Aim
Write out only the tail of the records, beginning at the line containing "Target: snow-capped mountain" and including the last line, exactly as written.

— Start of Data in this exercise —

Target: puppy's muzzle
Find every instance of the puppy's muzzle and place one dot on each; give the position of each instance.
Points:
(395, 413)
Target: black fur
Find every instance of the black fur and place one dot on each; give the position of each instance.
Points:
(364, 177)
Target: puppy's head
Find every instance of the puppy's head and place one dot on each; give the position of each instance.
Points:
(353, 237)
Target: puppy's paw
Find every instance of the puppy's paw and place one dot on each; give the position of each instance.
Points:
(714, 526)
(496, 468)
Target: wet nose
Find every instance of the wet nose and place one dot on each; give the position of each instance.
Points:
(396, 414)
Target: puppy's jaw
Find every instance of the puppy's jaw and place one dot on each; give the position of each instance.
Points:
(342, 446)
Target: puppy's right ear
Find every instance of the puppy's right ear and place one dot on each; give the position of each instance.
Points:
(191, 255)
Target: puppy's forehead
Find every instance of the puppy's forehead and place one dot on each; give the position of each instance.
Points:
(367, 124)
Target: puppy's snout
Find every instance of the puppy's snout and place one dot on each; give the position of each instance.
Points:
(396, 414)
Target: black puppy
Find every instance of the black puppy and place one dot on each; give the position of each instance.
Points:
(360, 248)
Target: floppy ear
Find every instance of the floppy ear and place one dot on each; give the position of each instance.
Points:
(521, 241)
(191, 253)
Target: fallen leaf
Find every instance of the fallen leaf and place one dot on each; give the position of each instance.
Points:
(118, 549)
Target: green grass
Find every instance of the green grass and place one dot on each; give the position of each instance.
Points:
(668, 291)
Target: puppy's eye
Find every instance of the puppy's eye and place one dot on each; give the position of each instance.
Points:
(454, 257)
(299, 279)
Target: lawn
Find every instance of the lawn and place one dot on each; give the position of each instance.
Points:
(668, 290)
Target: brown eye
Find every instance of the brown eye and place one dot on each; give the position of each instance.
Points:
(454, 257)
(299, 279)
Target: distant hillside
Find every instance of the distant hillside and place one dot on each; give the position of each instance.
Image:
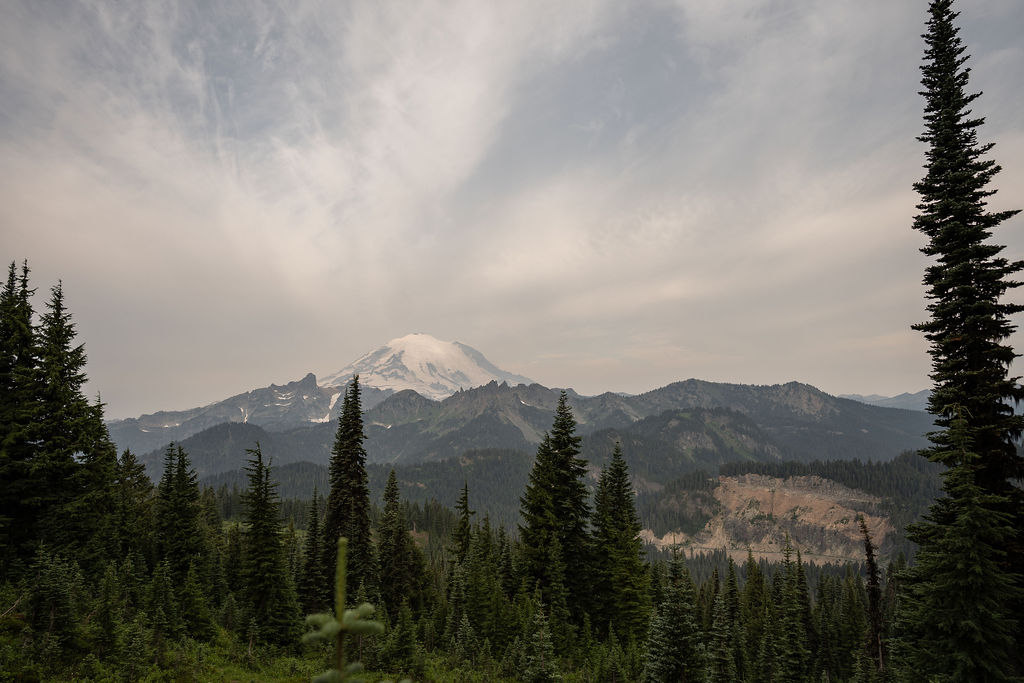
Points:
(747, 506)
(670, 431)
(906, 401)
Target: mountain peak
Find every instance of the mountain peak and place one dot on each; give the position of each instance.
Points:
(431, 367)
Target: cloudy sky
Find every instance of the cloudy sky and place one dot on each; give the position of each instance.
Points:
(601, 195)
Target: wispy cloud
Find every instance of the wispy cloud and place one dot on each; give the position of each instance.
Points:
(600, 195)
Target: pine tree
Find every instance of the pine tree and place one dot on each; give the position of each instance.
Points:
(875, 644)
(195, 606)
(958, 591)
(461, 532)
(58, 421)
(675, 651)
(539, 663)
(348, 501)
(17, 393)
(556, 513)
(722, 656)
(133, 516)
(176, 514)
(754, 606)
(399, 564)
(269, 591)
(621, 591)
(312, 595)
(972, 394)
(794, 653)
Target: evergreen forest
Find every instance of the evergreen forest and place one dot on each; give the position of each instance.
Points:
(108, 575)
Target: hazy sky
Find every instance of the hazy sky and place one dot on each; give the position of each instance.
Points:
(607, 196)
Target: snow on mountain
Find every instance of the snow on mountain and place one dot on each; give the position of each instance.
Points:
(428, 366)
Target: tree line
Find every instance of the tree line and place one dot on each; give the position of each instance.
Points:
(108, 577)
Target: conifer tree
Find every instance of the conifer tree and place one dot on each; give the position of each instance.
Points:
(794, 653)
(973, 392)
(461, 532)
(675, 650)
(312, 593)
(59, 421)
(133, 505)
(875, 644)
(621, 592)
(17, 361)
(539, 663)
(269, 590)
(753, 609)
(348, 501)
(176, 513)
(398, 556)
(958, 593)
(556, 513)
(722, 656)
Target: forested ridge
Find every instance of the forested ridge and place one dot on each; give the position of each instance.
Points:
(107, 575)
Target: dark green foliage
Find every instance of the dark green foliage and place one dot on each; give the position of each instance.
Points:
(539, 663)
(162, 606)
(401, 653)
(461, 534)
(133, 505)
(56, 460)
(555, 513)
(722, 656)
(312, 596)
(965, 594)
(348, 501)
(195, 607)
(675, 650)
(621, 591)
(176, 514)
(269, 591)
(400, 561)
(875, 643)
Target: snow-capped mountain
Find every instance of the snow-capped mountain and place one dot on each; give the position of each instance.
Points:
(432, 368)
(428, 366)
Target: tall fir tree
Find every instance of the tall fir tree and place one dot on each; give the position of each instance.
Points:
(17, 363)
(269, 590)
(621, 587)
(960, 596)
(675, 650)
(973, 393)
(400, 566)
(348, 501)
(312, 594)
(462, 531)
(176, 514)
(556, 514)
(875, 643)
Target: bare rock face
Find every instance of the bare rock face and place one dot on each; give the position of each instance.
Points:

— End of Data in this exercise —

Reply to the exercise
Target: snow-capped mountain
Find every instance of the snow-capped mountain and place one dot on each; give the position of each instance.
Points:
(432, 368)
(428, 366)
Target: tall fir tree
Find every instance of the tall fir tree and place one dot on each; give the position of each instance.
Points:
(17, 363)
(269, 590)
(621, 587)
(960, 596)
(675, 650)
(973, 393)
(400, 566)
(348, 501)
(312, 594)
(462, 531)
(176, 514)
(556, 514)
(875, 643)
Target: bare rock face
Find every instance of the bare rock face and place one dot on each; give the position of each instance.
Points:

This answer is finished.